- [TASK DIRECTIONS] Write out, word for word, the part of the listing below that opens with the line containing "positive clicks: (1141, 200)" and closes with the line containing "negative clicks: (911, 410) (855, 402)", keeping both of those lines and adding no others.

- [DATASET]
▼
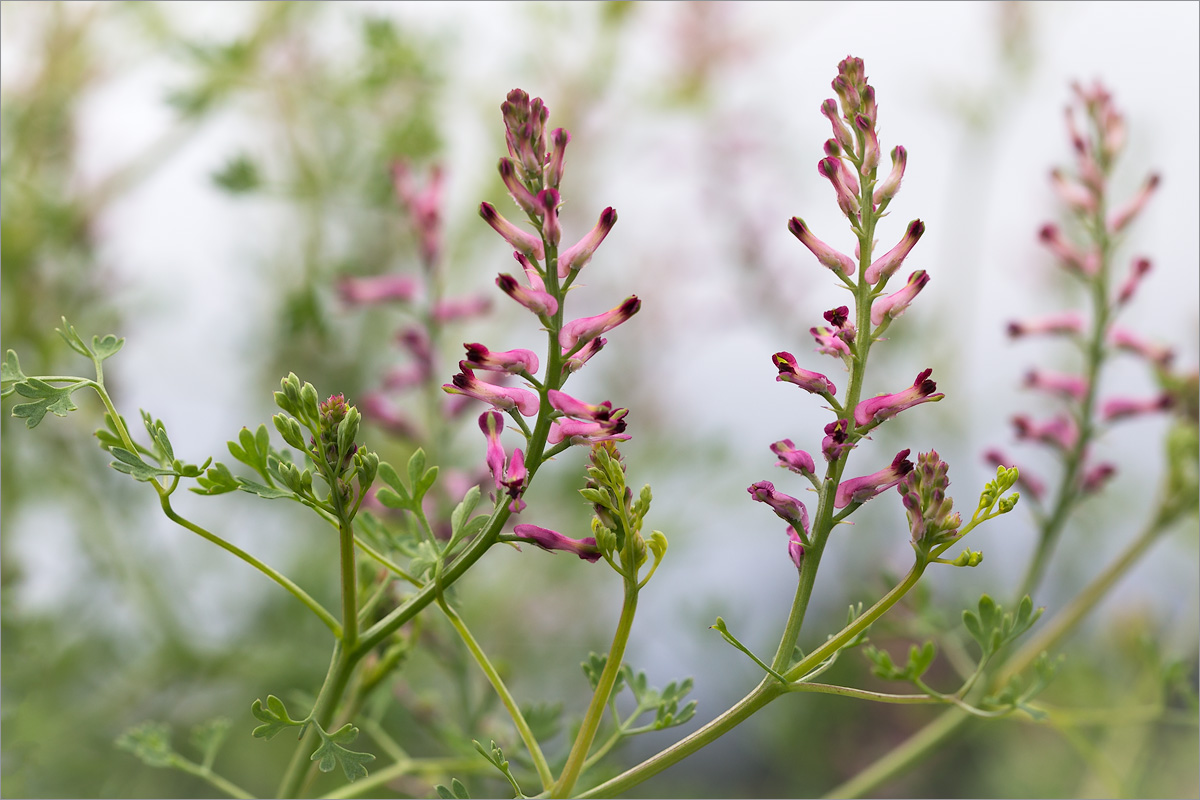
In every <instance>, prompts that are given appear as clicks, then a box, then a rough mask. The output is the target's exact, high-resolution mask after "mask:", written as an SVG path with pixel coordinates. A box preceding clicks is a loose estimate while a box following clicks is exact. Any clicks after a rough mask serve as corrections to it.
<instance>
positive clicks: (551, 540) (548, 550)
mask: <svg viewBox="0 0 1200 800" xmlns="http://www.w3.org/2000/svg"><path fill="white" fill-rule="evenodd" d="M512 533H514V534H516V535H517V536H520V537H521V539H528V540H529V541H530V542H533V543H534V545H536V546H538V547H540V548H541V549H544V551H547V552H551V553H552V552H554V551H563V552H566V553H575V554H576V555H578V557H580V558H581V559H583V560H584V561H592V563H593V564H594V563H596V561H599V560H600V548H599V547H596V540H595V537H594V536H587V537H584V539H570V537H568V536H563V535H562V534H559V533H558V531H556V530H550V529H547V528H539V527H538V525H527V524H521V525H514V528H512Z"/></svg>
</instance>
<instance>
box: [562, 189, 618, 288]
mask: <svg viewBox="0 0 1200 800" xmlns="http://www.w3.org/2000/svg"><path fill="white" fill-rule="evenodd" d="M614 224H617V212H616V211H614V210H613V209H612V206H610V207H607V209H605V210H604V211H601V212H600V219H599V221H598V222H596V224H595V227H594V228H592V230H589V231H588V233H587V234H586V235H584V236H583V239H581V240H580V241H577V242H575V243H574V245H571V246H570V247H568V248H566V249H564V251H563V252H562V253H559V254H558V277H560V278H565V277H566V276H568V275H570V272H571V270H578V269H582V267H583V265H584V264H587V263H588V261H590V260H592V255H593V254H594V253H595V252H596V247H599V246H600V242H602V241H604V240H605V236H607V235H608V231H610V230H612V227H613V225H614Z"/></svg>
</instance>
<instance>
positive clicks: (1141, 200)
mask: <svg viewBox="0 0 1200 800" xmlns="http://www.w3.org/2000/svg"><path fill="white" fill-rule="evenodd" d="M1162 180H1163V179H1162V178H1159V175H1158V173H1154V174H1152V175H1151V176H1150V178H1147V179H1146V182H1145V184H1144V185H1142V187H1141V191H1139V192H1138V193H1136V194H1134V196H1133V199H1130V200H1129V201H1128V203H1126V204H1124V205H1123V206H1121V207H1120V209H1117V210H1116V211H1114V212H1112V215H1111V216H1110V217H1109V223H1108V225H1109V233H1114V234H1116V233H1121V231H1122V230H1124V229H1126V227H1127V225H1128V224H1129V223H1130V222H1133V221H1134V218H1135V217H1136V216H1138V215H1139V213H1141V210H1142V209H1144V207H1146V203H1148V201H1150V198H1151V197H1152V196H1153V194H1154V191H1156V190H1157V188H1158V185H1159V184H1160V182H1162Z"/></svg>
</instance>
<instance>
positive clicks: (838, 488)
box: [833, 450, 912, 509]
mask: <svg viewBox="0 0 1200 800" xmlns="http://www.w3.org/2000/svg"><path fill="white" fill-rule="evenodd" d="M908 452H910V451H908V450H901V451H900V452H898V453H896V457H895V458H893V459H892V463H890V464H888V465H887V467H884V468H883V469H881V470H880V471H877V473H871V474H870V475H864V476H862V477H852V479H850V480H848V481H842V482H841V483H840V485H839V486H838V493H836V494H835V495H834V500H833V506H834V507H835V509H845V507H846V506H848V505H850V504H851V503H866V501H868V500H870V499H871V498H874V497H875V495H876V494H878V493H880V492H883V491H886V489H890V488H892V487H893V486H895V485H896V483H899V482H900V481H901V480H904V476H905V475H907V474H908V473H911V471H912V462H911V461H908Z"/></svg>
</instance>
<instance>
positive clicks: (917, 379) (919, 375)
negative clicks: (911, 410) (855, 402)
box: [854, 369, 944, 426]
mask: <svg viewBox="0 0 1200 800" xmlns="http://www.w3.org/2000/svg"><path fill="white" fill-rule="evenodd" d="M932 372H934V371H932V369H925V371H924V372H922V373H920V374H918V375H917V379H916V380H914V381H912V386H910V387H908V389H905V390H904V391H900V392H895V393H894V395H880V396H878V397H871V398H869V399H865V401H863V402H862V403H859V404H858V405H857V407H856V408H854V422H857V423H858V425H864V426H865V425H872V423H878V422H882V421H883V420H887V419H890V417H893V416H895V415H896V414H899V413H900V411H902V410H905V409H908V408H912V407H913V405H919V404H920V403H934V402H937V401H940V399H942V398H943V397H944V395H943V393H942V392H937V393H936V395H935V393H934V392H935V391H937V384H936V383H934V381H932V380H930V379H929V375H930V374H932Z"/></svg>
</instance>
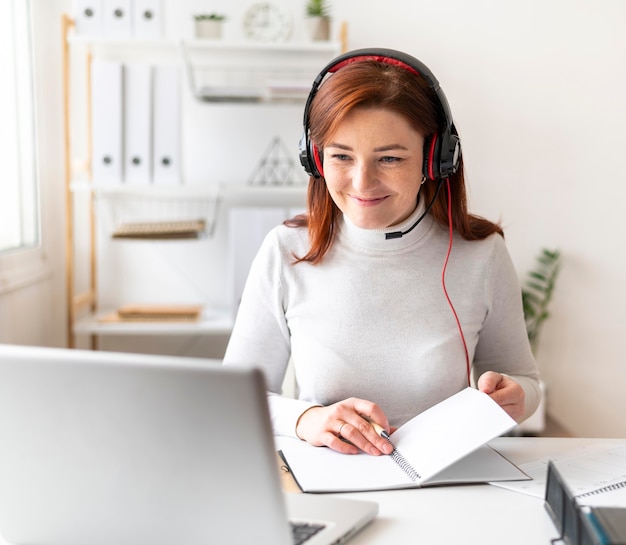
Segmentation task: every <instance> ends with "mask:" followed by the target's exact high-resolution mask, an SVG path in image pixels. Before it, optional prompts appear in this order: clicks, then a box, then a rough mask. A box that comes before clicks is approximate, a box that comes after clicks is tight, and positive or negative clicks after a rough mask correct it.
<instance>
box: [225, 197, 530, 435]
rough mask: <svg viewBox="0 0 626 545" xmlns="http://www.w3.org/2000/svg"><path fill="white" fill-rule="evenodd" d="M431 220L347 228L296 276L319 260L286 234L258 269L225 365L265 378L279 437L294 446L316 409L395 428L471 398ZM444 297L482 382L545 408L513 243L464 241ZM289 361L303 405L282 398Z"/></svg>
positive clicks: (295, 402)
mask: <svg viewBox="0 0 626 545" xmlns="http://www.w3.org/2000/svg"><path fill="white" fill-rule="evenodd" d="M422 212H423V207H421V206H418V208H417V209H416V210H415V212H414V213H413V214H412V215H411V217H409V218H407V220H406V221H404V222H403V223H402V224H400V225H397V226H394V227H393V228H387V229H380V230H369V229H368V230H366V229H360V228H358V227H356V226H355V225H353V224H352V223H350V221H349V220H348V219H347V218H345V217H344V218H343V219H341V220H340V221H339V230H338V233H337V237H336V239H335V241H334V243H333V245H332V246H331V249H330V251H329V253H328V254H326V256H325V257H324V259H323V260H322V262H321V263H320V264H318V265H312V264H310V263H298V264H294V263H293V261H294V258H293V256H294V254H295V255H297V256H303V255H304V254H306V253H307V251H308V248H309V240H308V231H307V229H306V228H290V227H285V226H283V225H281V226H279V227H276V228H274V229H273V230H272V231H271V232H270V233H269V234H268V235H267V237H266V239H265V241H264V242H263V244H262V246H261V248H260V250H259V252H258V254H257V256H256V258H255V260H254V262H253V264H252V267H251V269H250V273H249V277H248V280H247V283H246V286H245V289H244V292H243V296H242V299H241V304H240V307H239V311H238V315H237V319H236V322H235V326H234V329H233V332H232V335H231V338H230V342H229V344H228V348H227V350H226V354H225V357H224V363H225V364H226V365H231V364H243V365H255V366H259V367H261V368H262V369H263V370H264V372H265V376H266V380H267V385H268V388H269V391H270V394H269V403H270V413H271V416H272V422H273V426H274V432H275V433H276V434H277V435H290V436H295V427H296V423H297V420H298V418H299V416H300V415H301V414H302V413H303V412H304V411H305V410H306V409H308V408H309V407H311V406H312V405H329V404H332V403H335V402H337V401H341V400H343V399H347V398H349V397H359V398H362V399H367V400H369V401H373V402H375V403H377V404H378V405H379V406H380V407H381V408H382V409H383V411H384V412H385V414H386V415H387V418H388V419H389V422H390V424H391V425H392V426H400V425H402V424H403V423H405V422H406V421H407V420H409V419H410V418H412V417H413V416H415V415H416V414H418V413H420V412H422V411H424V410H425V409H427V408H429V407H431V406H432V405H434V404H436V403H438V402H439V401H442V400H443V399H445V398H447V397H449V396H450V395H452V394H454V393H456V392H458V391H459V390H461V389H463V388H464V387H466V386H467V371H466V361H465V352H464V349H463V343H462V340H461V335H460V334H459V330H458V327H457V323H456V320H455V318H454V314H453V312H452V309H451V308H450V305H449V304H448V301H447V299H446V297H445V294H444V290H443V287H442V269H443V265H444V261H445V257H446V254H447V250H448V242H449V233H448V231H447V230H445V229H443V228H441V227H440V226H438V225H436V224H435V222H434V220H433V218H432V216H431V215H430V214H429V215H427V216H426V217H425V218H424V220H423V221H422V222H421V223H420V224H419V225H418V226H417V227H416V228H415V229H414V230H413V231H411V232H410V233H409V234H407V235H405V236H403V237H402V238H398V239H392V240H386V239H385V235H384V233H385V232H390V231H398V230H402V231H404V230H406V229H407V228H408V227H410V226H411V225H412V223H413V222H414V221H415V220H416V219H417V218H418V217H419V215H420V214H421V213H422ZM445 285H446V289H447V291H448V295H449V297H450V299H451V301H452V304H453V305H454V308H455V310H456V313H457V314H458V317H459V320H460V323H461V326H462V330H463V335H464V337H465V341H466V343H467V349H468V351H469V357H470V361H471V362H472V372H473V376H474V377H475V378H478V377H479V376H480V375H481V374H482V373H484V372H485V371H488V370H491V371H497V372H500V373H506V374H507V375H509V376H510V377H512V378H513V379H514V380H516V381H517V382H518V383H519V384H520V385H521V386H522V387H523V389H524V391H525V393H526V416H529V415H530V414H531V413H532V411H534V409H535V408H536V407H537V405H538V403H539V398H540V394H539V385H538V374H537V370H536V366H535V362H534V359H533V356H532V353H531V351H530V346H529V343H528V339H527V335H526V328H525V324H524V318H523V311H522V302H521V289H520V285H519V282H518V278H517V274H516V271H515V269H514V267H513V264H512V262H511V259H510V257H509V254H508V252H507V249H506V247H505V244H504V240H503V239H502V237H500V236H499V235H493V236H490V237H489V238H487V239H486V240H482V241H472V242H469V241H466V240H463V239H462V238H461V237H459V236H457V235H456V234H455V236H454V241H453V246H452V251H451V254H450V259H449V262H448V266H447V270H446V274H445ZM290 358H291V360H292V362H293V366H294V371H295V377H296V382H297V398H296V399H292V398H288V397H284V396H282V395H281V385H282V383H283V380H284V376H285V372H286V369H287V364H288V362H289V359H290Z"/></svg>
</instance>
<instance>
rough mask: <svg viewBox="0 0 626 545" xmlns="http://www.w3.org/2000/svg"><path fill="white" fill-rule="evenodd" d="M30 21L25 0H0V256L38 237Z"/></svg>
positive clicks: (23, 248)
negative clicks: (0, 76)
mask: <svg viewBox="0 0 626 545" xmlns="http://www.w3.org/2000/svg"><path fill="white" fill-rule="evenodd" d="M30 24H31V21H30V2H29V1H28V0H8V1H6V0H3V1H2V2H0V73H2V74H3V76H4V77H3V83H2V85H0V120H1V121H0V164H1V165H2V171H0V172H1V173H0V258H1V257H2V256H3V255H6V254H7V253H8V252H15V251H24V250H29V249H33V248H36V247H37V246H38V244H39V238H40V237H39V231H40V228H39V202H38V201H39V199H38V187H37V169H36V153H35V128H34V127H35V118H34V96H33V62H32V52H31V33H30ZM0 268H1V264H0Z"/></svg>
▲
- [RESPONSE TO THIS TASK]
positive clicks: (1141, 200)
mask: <svg viewBox="0 0 1200 800" xmlns="http://www.w3.org/2000/svg"><path fill="white" fill-rule="evenodd" d="M1162 180H1163V179H1162V178H1159V175H1158V173H1154V174H1152V175H1151V176H1150V178H1147V179H1146V182H1145V184H1144V185H1142V187H1141V191H1139V192H1138V193H1136V194H1134V196H1133V199H1130V200H1129V201H1128V203H1126V204H1124V205H1123V206H1121V207H1120V209H1117V210H1116V211H1114V212H1112V215H1111V216H1110V217H1109V223H1108V225H1109V233H1114V234H1116V233H1121V231H1122V230H1124V229H1126V227H1127V225H1128V224H1129V223H1130V222H1133V221H1134V218H1135V217H1136V216H1138V215H1139V213H1141V210H1142V209H1144V207H1146V203H1148V201H1150V198H1151V197H1152V196H1153V194H1154V191H1156V190H1157V188H1158V185H1159V184H1160V182H1162Z"/></svg>
</instance>
<instance>
positive clicks: (838, 488)
box: [833, 450, 912, 509]
mask: <svg viewBox="0 0 1200 800" xmlns="http://www.w3.org/2000/svg"><path fill="white" fill-rule="evenodd" d="M908 452H910V451H908V450H901V451H900V452H898V453H896V457H895V458H893V459H892V463H890V464H888V465H887V467H884V468H883V469H881V470H880V471H877V473H871V474H870V475H864V476H862V477H852V479H850V480H848V481H842V482H841V483H840V485H839V486H838V493H836V494H835V495H834V500H833V506H834V507H835V509H845V507H846V506H848V505H850V504H851V503H866V501H868V500H870V499H871V498H874V497H875V495H876V494H878V493H880V492H883V491H886V489H890V488H892V487H893V486H895V485H896V483H899V482H900V481H901V480H904V476H905V475H907V474H908V473H911V471H912V462H911V461H908Z"/></svg>
</instance>
<instance>
positive clicks: (917, 379) (919, 375)
negative clicks: (911, 410) (855, 402)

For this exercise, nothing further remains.